(The problem) Rewrite the data below with "inside_test" swapped for "fill_rule" everywhere it occurs. Leave every other character unchanged.

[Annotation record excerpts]
<<<<
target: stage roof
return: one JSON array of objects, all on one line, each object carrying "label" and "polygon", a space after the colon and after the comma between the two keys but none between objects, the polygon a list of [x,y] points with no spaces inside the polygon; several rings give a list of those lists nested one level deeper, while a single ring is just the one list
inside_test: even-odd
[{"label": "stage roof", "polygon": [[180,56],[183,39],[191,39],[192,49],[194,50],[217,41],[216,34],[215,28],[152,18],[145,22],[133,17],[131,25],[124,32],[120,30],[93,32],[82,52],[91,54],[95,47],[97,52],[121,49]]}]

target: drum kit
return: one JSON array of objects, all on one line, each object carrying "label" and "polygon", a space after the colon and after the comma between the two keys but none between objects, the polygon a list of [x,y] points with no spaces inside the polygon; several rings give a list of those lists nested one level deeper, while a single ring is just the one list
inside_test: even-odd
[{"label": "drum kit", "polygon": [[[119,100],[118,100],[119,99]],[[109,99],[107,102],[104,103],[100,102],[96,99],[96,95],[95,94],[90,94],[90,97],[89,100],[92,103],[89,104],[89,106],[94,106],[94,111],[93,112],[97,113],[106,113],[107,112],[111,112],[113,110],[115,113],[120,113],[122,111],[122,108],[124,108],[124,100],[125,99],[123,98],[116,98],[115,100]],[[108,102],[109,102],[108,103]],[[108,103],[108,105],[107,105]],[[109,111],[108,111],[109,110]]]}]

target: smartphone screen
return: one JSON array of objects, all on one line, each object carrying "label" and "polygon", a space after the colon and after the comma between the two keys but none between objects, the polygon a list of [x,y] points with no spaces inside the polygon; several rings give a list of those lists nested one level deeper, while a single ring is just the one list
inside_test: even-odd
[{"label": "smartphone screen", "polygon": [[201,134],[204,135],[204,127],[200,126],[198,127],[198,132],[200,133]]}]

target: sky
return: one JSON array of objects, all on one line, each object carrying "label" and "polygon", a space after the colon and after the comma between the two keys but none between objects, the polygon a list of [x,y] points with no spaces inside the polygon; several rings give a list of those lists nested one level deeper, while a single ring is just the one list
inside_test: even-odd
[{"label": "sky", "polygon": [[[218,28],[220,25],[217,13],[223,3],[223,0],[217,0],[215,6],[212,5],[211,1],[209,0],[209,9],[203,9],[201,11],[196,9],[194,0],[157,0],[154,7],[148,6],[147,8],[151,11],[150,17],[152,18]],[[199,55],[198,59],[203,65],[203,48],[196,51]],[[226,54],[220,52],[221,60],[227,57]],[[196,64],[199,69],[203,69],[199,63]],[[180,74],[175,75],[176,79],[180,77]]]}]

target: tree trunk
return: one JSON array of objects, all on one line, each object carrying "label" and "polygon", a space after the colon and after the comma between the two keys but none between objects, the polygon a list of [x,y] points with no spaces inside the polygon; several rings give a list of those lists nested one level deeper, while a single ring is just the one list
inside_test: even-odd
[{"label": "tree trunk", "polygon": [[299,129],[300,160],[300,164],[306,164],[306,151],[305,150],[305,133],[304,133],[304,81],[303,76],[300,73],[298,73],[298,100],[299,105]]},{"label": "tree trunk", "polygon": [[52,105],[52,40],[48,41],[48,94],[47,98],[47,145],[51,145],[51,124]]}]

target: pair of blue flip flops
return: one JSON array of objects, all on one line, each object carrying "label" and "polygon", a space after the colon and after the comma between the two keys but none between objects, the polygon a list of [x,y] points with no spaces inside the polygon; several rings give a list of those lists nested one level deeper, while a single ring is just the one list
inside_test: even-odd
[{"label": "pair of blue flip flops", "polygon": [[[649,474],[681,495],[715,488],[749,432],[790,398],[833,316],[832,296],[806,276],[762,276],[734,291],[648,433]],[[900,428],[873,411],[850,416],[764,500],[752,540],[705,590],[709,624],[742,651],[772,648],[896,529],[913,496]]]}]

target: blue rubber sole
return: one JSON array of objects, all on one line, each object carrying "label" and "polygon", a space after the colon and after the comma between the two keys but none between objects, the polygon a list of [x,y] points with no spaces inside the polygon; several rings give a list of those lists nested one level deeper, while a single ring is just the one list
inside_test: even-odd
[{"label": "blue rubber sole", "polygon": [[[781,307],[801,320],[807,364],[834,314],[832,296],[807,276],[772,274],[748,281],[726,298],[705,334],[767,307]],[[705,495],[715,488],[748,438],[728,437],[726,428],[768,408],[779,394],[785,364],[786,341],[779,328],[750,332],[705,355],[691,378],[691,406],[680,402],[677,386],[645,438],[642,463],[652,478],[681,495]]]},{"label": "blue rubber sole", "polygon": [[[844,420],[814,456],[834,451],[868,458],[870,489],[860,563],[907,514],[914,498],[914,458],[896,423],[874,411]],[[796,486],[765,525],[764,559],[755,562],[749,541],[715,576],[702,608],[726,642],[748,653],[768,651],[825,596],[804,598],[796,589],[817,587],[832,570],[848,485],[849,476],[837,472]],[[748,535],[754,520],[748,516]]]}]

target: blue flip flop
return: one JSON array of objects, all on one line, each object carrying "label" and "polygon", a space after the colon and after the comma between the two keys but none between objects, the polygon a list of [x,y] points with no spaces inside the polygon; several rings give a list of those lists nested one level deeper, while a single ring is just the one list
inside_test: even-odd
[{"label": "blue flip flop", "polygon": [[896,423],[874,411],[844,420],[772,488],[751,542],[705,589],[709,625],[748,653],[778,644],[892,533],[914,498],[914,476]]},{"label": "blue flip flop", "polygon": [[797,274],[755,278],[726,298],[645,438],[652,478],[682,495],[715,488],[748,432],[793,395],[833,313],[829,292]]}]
>>>>
(Full response)
target: stage roof
return: one JSON array of objects, all on one line, each object carrying "label" and "polygon", a space after the colon and after the comma between the two keys but none between objects, the polygon a list of [x,y] points with no spaces inside the polygon; several rings give a list of those lists nested one level deeper, while a single ring is just the one list
fill_rule: even-odd
[{"label": "stage roof", "polygon": [[180,56],[183,39],[191,39],[192,49],[194,50],[217,41],[216,34],[215,28],[152,18],[145,22],[133,17],[131,25],[124,32],[120,30],[93,32],[82,52],[91,54],[95,47],[97,52],[121,49]]}]

target: drum kit
return: one JSON array of objects, all on one line, each object carrying "label" and "polygon", a space after the colon and after the comma between the two keys but none between objects, the polygon a list of [x,y] points with no spaces inside the polygon; several rings give a list of those lists nested one level deeper, while a single ring is just the one list
fill_rule: even-odd
[{"label": "drum kit", "polygon": [[[119,100],[118,100],[119,99]],[[109,99],[107,102],[104,103],[100,102],[96,99],[96,95],[95,94],[90,94],[90,97],[89,100],[92,103],[89,104],[89,106],[94,106],[94,111],[93,112],[97,113],[106,113],[107,112],[111,112],[113,110],[115,113],[120,113],[122,111],[122,108],[124,108],[124,100],[125,99],[123,98],[116,98],[115,100]],[[108,102],[109,102],[108,103]],[[108,103],[108,105],[107,105]],[[109,111],[108,111],[109,110]]]}]

target: smartphone screen
return: one JSON array of objects, all on one line, each object carrying "label" and "polygon", a space after the colon and after the comma between the two keys but none between objects, the polygon a list of [x,y] points with no spaces inside the polygon; several rings give a list of those lists nested one level deeper, while a single ring is just the one list
fill_rule: even-odd
[{"label": "smartphone screen", "polygon": [[201,134],[204,135],[204,127],[200,126],[198,127],[198,132],[200,133]]}]

target: sky
return: one JSON array of objects, all on one line, each object carrying "label" and "polygon", a space after the colon and after the comma between the two keys but none between objects, the polygon a list of [x,y] points with no spaces inside the polygon; several rings give a list of those lists nested one level deeper, while a single ring is just the one list
fill_rule: even-odd
[{"label": "sky", "polygon": [[[218,28],[220,25],[217,13],[223,3],[223,0],[217,0],[215,6],[212,5],[211,1],[209,0],[209,9],[203,9],[201,11],[196,9],[194,0],[157,0],[154,7],[148,6],[147,8],[151,11],[150,17],[152,18]],[[199,55],[198,59],[203,65],[203,48],[196,51]],[[226,54],[220,52],[221,60],[227,57]],[[196,64],[199,69],[203,69],[199,63]],[[180,74],[175,75],[176,79],[180,77]]]}]

target: tree trunk
return: one JSON array of objects, all on one line, each object carrying "label" and "polygon", a space after the colon and after the comma between the two keys but none between objects, the polygon a list of [x,y] points with no spaces inside the polygon; several rings give a list of those lists nested one level deeper, while a single ring is just the one list
fill_rule: even-odd
[{"label": "tree trunk", "polygon": [[299,129],[300,160],[300,164],[306,164],[306,151],[305,150],[305,133],[304,133],[304,81],[303,76],[300,73],[298,73],[298,100],[299,105]]},{"label": "tree trunk", "polygon": [[52,105],[52,40],[48,41],[48,94],[47,98],[47,145],[51,145],[51,124]]}]

target: pair of blue flip flops
return: one JSON array of objects, all on one line, each object carrying "label" and "polygon", a space after the colon and after the comma between the two keys but none between objects, the polygon a list of [x,y] points with no spaces inside the polygon; several rings give a list of those lists nested one level deeper, while a single ring is just the one list
fill_rule: even-odd
[{"label": "pair of blue flip flops", "polygon": [[[649,474],[681,495],[715,488],[749,432],[790,398],[833,316],[832,296],[806,276],[762,276],[734,291],[648,433]],[[900,428],[873,411],[850,416],[764,500],[752,540],[705,590],[709,624],[742,651],[772,648],[896,529],[913,496]]]}]

target: blue rubber sole
return: one JSON array of objects, all on one line, each object carrying "label" and "polygon", a space after the colon and after the comma between the two keys but none between objects, the polygon a list of [x,y] points with no spaces inside the polygon; several rings give a list of those lists nested one level deeper, while a single ring is just the one list
fill_rule: even-odd
[{"label": "blue rubber sole", "polygon": [[[781,307],[801,320],[807,364],[834,314],[832,296],[807,276],[772,274],[748,281],[726,298],[705,334],[767,307]],[[705,495],[715,488],[748,438],[728,437],[726,428],[768,408],[779,394],[785,364],[786,341],[779,328],[750,332],[705,355],[691,378],[691,406],[680,402],[677,386],[645,438],[642,463],[652,478],[681,495]]]},{"label": "blue rubber sole", "polygon": [[[844,420],[814,456],[834,451],[868,458],[870,489],[860,563],[907,514],[914,498],[914,458],[896,423],[874,411]],[[796,486],[765,525],[764,559],[755,562],[749,541],[715,576],[702,608],[726,642],[748,653],[768,651],[825,596],[804,598],[796,589],[817,587],[832,570],[848,485],[849,476],[837,472]],[[748,535],[754,520],[748,516]]]}]

target: blue flip flop
return: one JSON array of objects, all on one line, each object carrying "label" and "polygon", a space after the colon and after the comma between the two keys but none between objects, the polygon a list of [x,y] points with no spaces inside the polygon; several rings give a list of those lists nested one level deeper, while a single ring is just the one list
fill_rule: even-odd
[{"label": "blue flip flop", "polygon": [[896,423],[874,411],[844,420],[772,488],[751,542],[705,589],[709,625],[748,653],[778,644],[892,533],[914,498],[914,476]]},{"label": "blue flip flop", "polygon": [[797,274],[755,278],[726,298],[645,438],[652,478],[682,495],[715,488],[748,432],[793,395],[833,313],[829,292]]}]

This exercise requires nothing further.